**Data for this task**
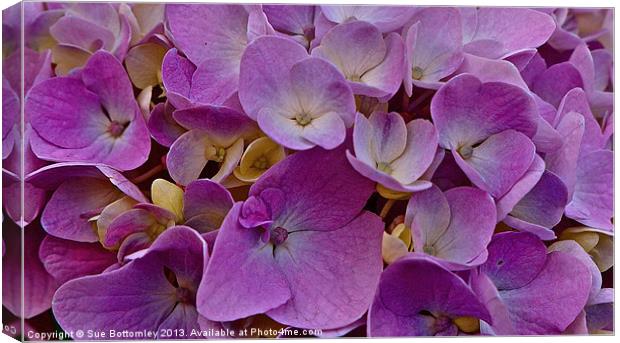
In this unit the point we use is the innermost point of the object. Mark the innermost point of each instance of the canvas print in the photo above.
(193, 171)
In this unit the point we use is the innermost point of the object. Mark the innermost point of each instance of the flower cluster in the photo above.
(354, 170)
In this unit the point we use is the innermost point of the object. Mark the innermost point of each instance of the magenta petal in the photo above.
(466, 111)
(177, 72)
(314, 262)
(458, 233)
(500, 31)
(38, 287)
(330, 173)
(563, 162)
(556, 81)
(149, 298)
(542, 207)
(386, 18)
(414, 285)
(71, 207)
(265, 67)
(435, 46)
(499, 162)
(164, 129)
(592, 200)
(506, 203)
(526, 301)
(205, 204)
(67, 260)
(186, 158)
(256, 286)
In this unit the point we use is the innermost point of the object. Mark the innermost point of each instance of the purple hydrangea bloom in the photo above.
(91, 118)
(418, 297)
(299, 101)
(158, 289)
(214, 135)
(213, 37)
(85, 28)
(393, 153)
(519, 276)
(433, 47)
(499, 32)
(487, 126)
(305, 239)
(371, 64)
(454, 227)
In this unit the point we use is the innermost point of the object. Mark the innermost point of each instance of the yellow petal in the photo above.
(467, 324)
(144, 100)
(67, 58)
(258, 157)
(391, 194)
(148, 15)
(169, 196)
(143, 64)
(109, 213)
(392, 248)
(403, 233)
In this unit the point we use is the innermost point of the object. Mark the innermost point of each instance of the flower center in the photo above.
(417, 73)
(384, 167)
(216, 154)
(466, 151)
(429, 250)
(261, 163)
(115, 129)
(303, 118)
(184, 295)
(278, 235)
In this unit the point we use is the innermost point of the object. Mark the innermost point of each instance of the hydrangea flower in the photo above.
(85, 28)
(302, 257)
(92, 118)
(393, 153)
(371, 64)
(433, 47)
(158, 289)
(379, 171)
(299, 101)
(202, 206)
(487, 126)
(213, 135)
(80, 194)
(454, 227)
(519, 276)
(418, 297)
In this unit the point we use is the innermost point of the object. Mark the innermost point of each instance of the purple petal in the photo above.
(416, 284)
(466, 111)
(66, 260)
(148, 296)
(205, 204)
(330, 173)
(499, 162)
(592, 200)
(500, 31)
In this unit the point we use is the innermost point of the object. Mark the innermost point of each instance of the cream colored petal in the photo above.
==
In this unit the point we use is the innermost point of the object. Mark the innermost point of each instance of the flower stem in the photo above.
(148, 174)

**Aim**
Starting with the line that contains "flower in the photo above." and going on through the line that contains "colored petal in the photo above.", write those rows again with "innermost" swapped for "central" and nothing else changed.

**Written answer**
In this unit the point we use is the central point of the object. Mark the central point of each instance of the hydrangea flower in the photo above.
(85, 28)
(302, 257)
(92, 118)
(393, 153)
(371, 64)
(433, 47)
(158, 289)
(379, 171)
(299, 101)
(202, 206)
(487, 126)
(213, 135)
(80, 194)
(454, 227)
(519, 276)
(418, 297)
In this unit the point we use is the central point of the object. Mark the central point of each instance of the purple petal in the photo above.
(416, 284)
(466, 111)
(66, 260)
(148, 296)
(205, 204)
(330, 173)
(499, 162)
(592, 200)
(500, 31)
In this unit the point we use is the central point of the object. Mark the central point of each instance of the cream colored petal in the photo above.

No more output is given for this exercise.